Part of the problem was probably that I had installed aftermarket control arms, and a disc brake conversion kit which required modifying the steering arms, and all of this may have contributed to changing the geometry of the steering linkage.  It may have been further complicated by the fact that the steering box on the '65 Impala is mounted behind the front wheels, which puts the steering linkage between the oil sump and the chassis crossmember.  Bertha, my 1972 Monte Carlo, had the steering box mounted in front of the front wheels, which puts the steering linkage in front of the crossmember and nowhere near the oil sump.  Same goes for a Chevelle, which is probably a much more popular application than a 1965 Impala, so less likely to generate complaints to the manufacturer of the pan.

In fact, 1965 Impala projects seem to tend to be of the type that get either a stock oil pan, or maybe a chromed stock oil pan.  It's possible I might be the first person to ever put this particular style of oil pan on a big block in a 1965 Impala.  Who knows.  In any case, the oil pan and the center drag link want to be in the same spot, and that's no good.

So, I pulled everything off the chassis and put the engine back on the stand.  As received, without modification, the front of the sump was pretty much just a vertical wall.  I didn't really get any pictures of it before modification, but you can kind of see it in this picture from the Summit website:



The interference was so slight, I originally thought maybe I could just bend the front of the sump to form a "pocket" that the centerlink could tuck into when the wheels were turned.  I didn't want to cut up the pan and then have to get it welded back together if I could avoid it, so I decided to try smashing it with a hammer, instead.

Before I pulled everything off of the chassis, I marked the vertical centerline of the centerlink on the front of the oil pan.  After I had everything apart, I took a section of an old jack handle and used a couple ratchet straps to clamp it on to the front of the sump.  I put some masking tape on, too, in a foolish hope that maybe it would keep me from messing up the paint job too bad.



Once I had that all set up, I pretty much just started whaling away on the jack handle with a hammer.  The next couple pictures show how the front of the sump started to cave in to form the desired pocket.  I tightened the ratchet straps as necessary to hold everything together.



Of course the paint was pretty messed up, so I did have to re-paint the pan at that point.  Good thing I ordered an orange one, so I wouldn't have to do that.

After mashing and painting:



Re-installed on the engine


So then everything went back on the chassis.  The centerlink tucked up into the pocket nicely.  There was probably still less clearance than I should have had, but I decided it was good enough, and I pressed forward.

At some point, I decided it was probably time to think about mounting the exhaust headers.  After wrestling one header up into position, I found that it was going to be impossible to install the headers, because the mounting flange interfered with the nuts on the cylinder head studs.  The stock cylinder head bolts sit relatively flush to the cylinder head, whereas the aftermarket studs that I decided to use stand up a little bit taller.  Why do I need studs?  I don't, I just decided it would be cool to have them.  When you start talking about bolts vs. studs, everyone mentions that if you use studs, you'll have to remove your brake booster if you want to remove the heads with the engine in the car.  Nobody mentions that your header flange will hit them.  But in my case, it did.

I figured I must not be the first person to have this problem, so I started doing some research online.  A lot of people talked about installing bolts for the row of fasteners below the header flange, and using studs for all the other cylinder head fasteners.  I didn't really want to backtrack and re-torque the cylinder heads, and I didn't want a mix of studs and bolts, so I kept looking around until I found some big block Chevy guys who said they'd just clearanced the flange with a grinder.  That was what I really wanted to do, I was just doing research to see if there was anyone who said, "Here's why you should never do that...."  I didn't find anyone who said that, so I decided to do some grinding.

* **Problem to work on**:
In the passage about the oil pan, what was clamped to the front of the sump with ratchet straps before the hammering began?

* **Data provided**:
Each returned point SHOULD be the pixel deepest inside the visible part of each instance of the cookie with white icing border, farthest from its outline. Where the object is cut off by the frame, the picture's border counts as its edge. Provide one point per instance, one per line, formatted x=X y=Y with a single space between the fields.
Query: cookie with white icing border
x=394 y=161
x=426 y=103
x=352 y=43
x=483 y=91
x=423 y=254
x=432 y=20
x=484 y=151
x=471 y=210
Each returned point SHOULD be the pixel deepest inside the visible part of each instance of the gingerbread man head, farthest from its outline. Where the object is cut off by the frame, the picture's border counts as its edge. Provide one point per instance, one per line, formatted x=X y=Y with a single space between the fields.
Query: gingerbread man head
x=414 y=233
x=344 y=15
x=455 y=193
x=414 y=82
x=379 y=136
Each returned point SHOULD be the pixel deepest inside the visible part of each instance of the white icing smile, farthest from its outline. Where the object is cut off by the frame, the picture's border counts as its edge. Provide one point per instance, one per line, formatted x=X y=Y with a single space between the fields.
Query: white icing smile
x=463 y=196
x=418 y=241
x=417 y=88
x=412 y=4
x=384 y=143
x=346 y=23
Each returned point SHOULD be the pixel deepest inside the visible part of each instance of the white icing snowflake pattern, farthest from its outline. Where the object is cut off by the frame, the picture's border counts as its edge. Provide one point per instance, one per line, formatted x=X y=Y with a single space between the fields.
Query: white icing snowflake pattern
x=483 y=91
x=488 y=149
==
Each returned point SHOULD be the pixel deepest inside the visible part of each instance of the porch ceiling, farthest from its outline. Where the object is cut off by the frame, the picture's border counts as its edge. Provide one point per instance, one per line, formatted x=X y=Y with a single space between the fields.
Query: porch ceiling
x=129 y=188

* **The solution**:
A section of an old jack handle.